> SOURCE EXTRACT:
Finding a prime with Miller Rabin

Question

I have what I believe is a proper implementation of the miller-rabin algorithm using Lua, and I am trying to get a consistent return for prime numbers. It seems my implementation only works half of the time. Although if I try implementing similar code within python, that code works 100% of the time. Could someone point me in the right direction?

--decompose n-1 as (2^s)*d
local function decompose(negOne)
  exponent, remainder = 0, negOne
  while (remainder%2) == 0 do 
    exponent = exponent+1
    remainder = remainder/2
  end
  assert((2^exponent)*remainder == negOne and ((remainder%2) == 1), "Error setting up s and d value")
  return exponent, remainder
end

local function isNotWitness(n, possibleWitness, exponent, remainder)
  witness = (possibleWitness^remainder)%n

  if (witness == 1) or (witness == n-1) then
    return false
  end

  for _=0, exponent do
    witness = (witness^2)%n
    if witness == (n-1) then
      return false
    end
  end

  return true
end

--using miller-rabin primality testing
--n the integer to be tested, k the accuracy of the test
local function isProbablyPrime(n, accuracy)
  if n <= 3 then
    return n == 2 or n == 3
  end
  if (n%2) == 0 then
    return false
  end

  exponent, remainder = decompose(n-1)

  --checks if it is composite
  for i=0, accuracy do
    math.randomseed(os.time())
    witness = math.random(2, n - 2)
    if isNotWitness(n, witness, exponent, remainder) then
      return false
    end
  end

  --probably prime
  return true
end

if isProbablyPrime(31, 30) then
  print("prime")
else
  print("nope")
end

Answer 1

Python has arbitrary length integers. Lua doesn't.
The problem is in witness = (possibleWitness^remainder)%n.
Lua is unable to calculate exact result of 29^15 % 31 directly.
There is a workaround working for numbers n < sqrt(2^53):

witness = mulmod(possibleWitness, remainder, n)

where

local function mulmod(a, e, m)
   local result = 1
   while e > 0 do
      if e % 2 == 1 then 
         result = result * a % m
         e = e - 1
      end
      e = e / 2
      a = a * a % m
   end
   return result
end

> EXERCISES TO COMPLETE:
(A) Write out the part of the Miller-Rabin thread starting with "Python has arbitrary" and going on through "mulmod(a, e, m)", word for word.
(B) Pull out the lines of the listing starting with the line with "[pin] grassy strip -- one per line" and going on through the line with "[pin] sea -- one per line", and reproduce them unchanged.

Extracted data listing:

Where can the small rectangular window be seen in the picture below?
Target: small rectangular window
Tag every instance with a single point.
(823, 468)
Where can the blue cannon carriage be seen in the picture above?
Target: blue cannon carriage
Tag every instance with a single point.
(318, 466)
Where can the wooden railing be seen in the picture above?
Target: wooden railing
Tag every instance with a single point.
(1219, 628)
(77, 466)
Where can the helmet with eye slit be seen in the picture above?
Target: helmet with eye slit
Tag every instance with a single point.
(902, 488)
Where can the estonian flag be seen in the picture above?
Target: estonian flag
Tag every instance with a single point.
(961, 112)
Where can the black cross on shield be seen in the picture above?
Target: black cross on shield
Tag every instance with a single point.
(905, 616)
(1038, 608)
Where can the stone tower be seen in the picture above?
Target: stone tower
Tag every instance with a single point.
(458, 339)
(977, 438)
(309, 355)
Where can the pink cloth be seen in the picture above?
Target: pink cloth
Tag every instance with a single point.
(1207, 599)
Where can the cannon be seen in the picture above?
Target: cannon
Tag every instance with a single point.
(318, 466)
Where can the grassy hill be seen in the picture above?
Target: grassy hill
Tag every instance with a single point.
--
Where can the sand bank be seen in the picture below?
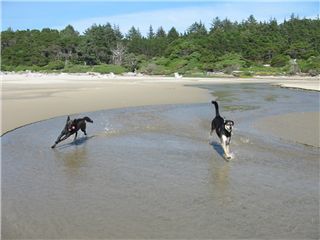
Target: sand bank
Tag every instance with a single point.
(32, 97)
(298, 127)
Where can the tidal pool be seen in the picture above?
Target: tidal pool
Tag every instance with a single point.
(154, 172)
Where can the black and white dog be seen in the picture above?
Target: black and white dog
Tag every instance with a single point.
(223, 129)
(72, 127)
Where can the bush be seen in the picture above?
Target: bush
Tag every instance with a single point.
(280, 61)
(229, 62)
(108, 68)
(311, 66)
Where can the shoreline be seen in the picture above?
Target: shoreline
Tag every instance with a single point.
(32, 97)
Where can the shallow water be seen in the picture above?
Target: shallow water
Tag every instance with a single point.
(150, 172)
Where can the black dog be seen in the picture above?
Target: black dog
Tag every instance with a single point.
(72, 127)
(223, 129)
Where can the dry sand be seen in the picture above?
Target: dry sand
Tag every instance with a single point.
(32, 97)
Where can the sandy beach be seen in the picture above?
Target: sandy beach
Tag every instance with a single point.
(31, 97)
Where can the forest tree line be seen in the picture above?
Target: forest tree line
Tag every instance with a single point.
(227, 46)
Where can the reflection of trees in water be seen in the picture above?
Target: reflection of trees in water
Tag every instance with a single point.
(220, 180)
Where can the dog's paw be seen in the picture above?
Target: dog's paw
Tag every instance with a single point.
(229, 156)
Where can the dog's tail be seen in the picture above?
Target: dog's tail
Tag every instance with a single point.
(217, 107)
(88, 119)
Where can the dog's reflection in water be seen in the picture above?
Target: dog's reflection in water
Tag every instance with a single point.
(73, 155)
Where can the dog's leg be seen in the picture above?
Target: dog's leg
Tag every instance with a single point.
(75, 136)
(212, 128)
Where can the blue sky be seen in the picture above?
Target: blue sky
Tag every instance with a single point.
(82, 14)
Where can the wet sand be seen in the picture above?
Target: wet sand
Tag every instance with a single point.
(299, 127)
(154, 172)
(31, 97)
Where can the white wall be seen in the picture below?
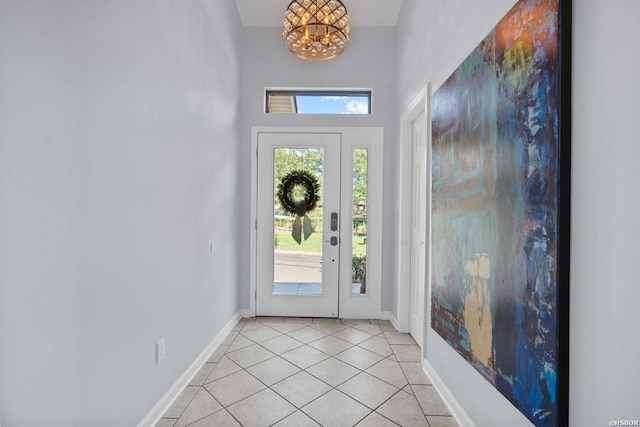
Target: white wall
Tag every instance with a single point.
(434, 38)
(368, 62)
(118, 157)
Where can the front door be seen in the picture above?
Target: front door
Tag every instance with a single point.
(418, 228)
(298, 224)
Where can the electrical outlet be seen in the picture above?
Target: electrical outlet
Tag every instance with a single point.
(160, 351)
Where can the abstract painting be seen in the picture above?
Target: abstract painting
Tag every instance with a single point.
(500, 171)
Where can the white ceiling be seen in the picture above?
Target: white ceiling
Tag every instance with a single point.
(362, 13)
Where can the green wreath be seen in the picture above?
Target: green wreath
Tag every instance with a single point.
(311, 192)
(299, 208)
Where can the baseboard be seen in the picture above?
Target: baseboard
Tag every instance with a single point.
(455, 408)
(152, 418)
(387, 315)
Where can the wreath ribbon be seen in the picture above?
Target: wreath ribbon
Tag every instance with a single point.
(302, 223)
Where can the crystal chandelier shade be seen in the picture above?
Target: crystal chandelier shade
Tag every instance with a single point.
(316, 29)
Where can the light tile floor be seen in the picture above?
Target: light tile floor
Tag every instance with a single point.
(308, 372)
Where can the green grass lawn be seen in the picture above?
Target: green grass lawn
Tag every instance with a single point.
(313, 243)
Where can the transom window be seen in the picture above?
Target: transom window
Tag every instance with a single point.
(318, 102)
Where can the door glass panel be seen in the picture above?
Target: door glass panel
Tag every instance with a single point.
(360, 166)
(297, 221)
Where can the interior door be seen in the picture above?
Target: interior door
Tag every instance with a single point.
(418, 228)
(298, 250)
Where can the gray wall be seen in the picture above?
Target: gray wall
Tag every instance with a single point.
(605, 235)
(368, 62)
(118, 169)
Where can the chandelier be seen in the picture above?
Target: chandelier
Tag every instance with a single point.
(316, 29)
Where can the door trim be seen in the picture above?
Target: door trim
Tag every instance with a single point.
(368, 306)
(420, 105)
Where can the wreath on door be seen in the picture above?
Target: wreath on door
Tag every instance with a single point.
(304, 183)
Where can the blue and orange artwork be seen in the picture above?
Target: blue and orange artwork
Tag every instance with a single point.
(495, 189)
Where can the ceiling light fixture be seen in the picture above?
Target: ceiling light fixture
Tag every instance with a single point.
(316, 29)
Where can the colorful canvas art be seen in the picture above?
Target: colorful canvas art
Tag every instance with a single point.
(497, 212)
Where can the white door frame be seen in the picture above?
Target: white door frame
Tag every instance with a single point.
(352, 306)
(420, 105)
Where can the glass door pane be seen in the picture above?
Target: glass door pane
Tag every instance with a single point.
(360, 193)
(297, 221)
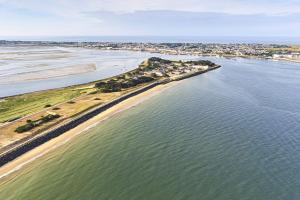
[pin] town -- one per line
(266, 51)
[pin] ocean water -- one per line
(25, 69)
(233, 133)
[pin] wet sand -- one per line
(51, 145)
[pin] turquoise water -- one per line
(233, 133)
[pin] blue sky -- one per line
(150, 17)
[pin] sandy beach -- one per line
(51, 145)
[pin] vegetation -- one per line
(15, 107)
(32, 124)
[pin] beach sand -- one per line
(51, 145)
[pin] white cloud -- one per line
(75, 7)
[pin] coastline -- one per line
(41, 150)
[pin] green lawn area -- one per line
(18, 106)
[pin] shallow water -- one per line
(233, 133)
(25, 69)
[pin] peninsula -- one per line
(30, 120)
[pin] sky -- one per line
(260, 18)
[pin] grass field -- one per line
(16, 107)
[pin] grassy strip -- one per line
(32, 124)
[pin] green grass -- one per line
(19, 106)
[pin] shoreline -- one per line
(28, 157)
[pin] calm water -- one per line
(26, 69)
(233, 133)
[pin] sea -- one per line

> ANSWERS TO THE EXERCISES:
(A)
Python has arbitrary length integers. Lua doesn't.
The problem is in witness = (possibleWitness^remainder)%n.
Lua is unable to calculate exact result of 29^15 % 31 directly.
There is a workaround working for numbers n < sqrt(2^53):

witness = mulmod(possibleWitness, remainder, n)

where

local function mulmod(a, e, m)

(B)
[pin] grassy strip -- one per line
(32, 124)
[pin] green grass -- one per line
(19, 106)
[pin] shoreline -- one per line
(28, 157)
[pin] calm water -- one per line
(26, 69)
(233, 133)
[pin] sea -- one per line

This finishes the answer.